:: Task instructions ::
All the lines below need to be output exactly, apart from any images.

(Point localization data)
____

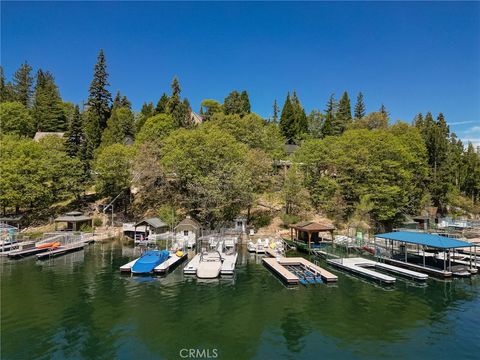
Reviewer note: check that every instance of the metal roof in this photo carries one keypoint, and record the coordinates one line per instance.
(436, 241)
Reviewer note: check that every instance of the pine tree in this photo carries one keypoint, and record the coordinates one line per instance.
(287, 119)
(74, 135)
(384, 111)
(22, 85)
(360, 110)
(176, 107)
(329, 126)
(245, 103)
(162, 105)
(344, 113)
(232, 104)
(275, 112)
(48, 111)
(301, 122)
(99, 98)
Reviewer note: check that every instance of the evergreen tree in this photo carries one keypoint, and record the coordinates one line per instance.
(329, 126)
(162, 105)
(301, 122)
(232, 104)
(175, 107)
(99, 98)
(245, 103)
(74, 135)
(360, 110)
(22, 85)
(287, 119)
(275, 112)
(48, 111)
(344, 113)
(7, 93)
(384, 111)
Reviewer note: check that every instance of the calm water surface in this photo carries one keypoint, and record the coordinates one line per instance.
(80, 307)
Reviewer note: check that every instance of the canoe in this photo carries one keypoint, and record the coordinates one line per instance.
(149, 260)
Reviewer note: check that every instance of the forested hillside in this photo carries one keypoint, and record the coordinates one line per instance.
(351, 163)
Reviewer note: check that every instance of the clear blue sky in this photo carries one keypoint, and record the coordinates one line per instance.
(413, 57)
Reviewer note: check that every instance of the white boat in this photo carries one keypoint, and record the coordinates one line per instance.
(210, 265)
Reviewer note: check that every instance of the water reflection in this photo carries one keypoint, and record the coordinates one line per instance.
(81, 306)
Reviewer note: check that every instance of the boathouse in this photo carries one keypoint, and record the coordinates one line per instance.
(188, 229)
(308, 232)
(150, 226)
(433, 254)
(74, 221)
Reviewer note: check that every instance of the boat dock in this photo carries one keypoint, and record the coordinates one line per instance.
(425, 269)
(366, 263)
(170, 263)
(354, 265)
(297, 270)
(192, 266)
(228, 264)
(52, 252)
(163, 268)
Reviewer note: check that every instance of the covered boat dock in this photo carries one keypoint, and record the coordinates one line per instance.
(428, 253)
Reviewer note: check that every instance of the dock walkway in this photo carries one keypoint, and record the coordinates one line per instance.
(281, 266)
(353, 265)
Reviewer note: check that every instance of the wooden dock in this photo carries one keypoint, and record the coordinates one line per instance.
(352, 265)
(170, 263)
(425, 269)
(228, 264)
(278, 266)
(53, 252)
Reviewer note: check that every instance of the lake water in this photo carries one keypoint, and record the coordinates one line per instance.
(80, 307)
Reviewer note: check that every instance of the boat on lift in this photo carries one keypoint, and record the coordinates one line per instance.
(149, 261)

____

:: Answer for this exercise ::
Reviewer note: check that every instance of the metal roof in this photo carries one keypoint, and record the coordinates one line per instance.
(436, 241)
Reviewer note: check that every instance of the pine tree in this photo carries one keypoint, and record the coordinates one line per instance.
(287, 119)
(74, 135)
(384, 111)
(22, 85)
(360, 110)
(176, 107)
(329, 126)
(245, 103)
(162, 105)
(344, 113)
(232, 104)
(275, 112)
(48, 111)
(301, 122)
(99, 98)
Reviewer note: check that every instance of the evergreen tree in this photo carries one keypoint, and record the coordinates one line per instance.
(329, 126)
(162, 105)
(301, 122)
(232, 104)
(175, 107)
(99, 98)
(245, 103)
(74, 135)
(360, 110)
(22, 85)
(287, 119)
(275, 112)
(48, 111)
(344, 113)
(7, 93)
(384, 111)
Reviewer note: check that every instance of the calm water surface in this photo carries one keypoint, and record the coordinates one line per instance.
(80, 307)
Reviewer note: check that every instance of the canoe in this photo carries one keypoint, and record the coordinates one line per instance.
(149, 260)
Reviewer note: check that every instance of the forested hillside in this photo carries one keypoint, and record the coordinates one line per instance.
(351, 163)
Reviewer note: check that every instance of the clear blue sky in this photo carries one keypoint, and record the coordinates one line per instance.
(413, 57)
Reviewer note: check that every instance of the white boat in this photo carries one keypoint, and record the coordinates one line per instance.
(210, 265)
Reviewer note: check that every instance of the water reflection in this photo carries one keypoint, and record the coordinates one line per instance.
(81, 306)
Reviewer note: check that every instance of the boathouse in this photo carries one keypoint, and record the coordinates one line per instance.
(188, 229)
(308, 232)
(150, 226)
(433, 254)
(74, 221)
Reviewer note: check that every instance of the boat dock in this photo carries one keypoint, and record the coordinates one line per instance.
(425, 269)
(366, 263)
(170, 263)
(354, 265)
(297, 270)
(192, 266)
(228, 264)
(52, 252)
(163, 268)
Reviewer note: check that every instance of the covered boat dock in this photo carries one keypoint, and record the coordinates one line per instance.
(428, 253)
Reviewer note: check that every instance of the dock walkway in this photo carries one keypoint, and record the coordinates one line per instance.
(281, 266)
(353, 265)
Reviewer note: check that every instance of the wooden dock in this photo carries one keypoint, and record the coordinates one line per instance.
(352, 265)
(170, 263)
(425, 269)
(228, 264)
(278, 266)
(53, 252)
Reviewer note: check that every instance of the lake water in this photo carries one keypoint, and record the coordinates one line per instance.
(80, 307)
Reviewer note: check that every instance of the boat on lift in this photo carries one keypoint, and record the coordinates one line per instance.
(149, 261)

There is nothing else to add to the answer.